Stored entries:
<<<<

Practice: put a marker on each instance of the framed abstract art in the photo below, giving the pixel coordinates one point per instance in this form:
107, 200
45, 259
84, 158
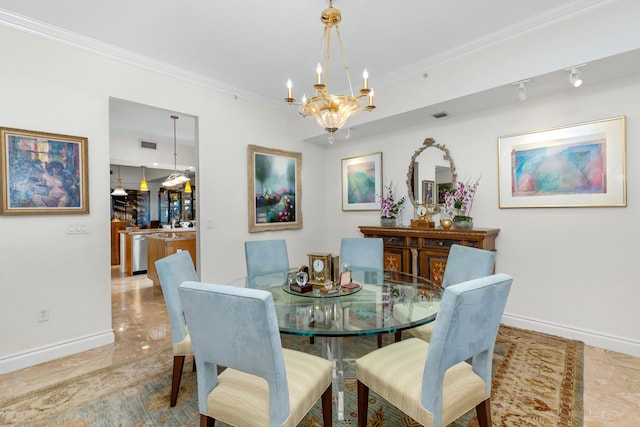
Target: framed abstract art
43, 173
581, 165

>>>>

-- Required task --
Please write out all of the material above line for line, leaving out the pictures.

-- Solution for this problem --
Practice: put a marker on each instance of the framed abstract art in the photo below, giving the pixel coordinates one point per instance in this form:
107, 200
45, 259
84, 158
Target: framed abstract art
43, 173
581, 165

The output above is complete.